- Aim
Return every entry exactly as written.

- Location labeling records
____
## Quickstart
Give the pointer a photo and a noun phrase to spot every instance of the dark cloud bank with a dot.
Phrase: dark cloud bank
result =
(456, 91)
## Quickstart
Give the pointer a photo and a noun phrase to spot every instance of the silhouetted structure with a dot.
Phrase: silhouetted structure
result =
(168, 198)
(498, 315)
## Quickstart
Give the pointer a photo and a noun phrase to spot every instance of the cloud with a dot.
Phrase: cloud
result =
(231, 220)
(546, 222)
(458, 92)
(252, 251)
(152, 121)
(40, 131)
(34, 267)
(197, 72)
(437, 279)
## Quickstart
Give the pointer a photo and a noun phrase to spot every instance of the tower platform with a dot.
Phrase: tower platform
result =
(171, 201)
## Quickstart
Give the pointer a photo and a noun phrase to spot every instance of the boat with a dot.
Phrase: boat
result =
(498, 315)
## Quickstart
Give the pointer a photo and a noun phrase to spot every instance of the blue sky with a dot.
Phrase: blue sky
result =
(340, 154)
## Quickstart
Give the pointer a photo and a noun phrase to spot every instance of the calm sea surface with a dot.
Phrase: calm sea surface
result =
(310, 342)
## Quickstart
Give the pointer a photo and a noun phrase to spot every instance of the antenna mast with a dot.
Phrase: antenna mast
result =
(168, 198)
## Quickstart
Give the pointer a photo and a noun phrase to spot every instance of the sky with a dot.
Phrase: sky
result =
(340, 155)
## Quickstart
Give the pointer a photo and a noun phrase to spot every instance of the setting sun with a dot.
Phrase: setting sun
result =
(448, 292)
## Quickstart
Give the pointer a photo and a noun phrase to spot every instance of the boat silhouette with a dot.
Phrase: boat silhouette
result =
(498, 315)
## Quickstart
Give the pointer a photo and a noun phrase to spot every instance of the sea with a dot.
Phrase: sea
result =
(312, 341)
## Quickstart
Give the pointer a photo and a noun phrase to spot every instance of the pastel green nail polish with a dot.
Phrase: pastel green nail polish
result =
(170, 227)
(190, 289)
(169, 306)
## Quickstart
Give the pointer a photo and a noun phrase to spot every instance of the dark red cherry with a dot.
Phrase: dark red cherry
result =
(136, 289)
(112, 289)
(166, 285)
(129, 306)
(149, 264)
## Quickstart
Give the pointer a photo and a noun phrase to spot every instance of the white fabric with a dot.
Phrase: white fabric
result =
____
- Problem solution
## Quickstart
Give the pointer a photo and a noun phrase to spot every instance of the dark cloud bank with a dot.
Phrase: dark cloud bank
result =
(456, 91)
## Quickstart
Give the pointer a photo and a noun phrase to spot every instance of the silhouetted structure with a dot.
Phrase: silhouetted structure
result =
(168, 198)
(498, 315)
## Quickstart
Give the pointer a photo and a noun phrase to spot every instance of the cloud with a dot.
Phrase: cloud
result =
(231, 220)
(546, 222)
(458, 92)
(252, 251)
(152, 121)
(40, 131)
(34, 267)
(197, 72)
(437, 279)
## Quickstart
Give the pointer a photo and a noun phrase to spot every instance of the tower platform with a dot.
Phrase: tower platform
result =
(171, 201)
## Quickstart
Give the pointer a photo and a noun phrase to spot every instance of the boat with a dot.
Phrase: boat
result =
(498, 315)
## Quickstart
Give the pointer a photo and a noun phrase to spot every instance of the blue sky with a dot.
Phrase: blue sky
result =
(340, 154)
## Quickstart
Give the pointer a photo and a noun phrase to spot every instance of the calm sea surface with a dot.
Phrase: calm sea surface
result =
(310, 342)
## Quickstart
Give the pointer a photo and a noun phrase to spot every instance of the antenna mast with a dot.
Phrase: antenna mast
result =
(168, 198)
## Quickstart
Give the pointer a photo and a noun phrase to spot every instance of the sky with a dot.
Phrase: sky
result =
(340, 155)
## Quickstart
Give the pointer a photo and a noun phrase to spot every instance of the setting sun with a dot.
Phrase: setting sun
result =
(448, 292)
## Quickstart
Give the pointer a photo and a noun phrase to spot every instance of the boat silhouette with a dot.
Phrase: boat silhouette
result =
(498, 315)
## Quickstart
Give the pointer a photo and a noun phrase to spot every instance of the sea with a dot.
Phrase: sea
result =
(312, 341)
## Quickstart
Give the pointer a photo and a noun phrase to spot every instance of the pastel green nail polish with a dot.
Phrase: pastel green nail polish
result =
(170, 227)
(190, 289)
(169, 306)
## Quickstart
Give the pointer a photo and a noun phrase to spot every instance of the dark red cherry with a dot.
Phrase: dark red cherry
result =
(136, 289)
(112, 289)
(166, 285)
(129, 306)
(149, 264)
## Quickstart
Give the pointer a photo and a noun phrase to spot every instance of the white fabric with a dot.
Phrase: white fabric
result =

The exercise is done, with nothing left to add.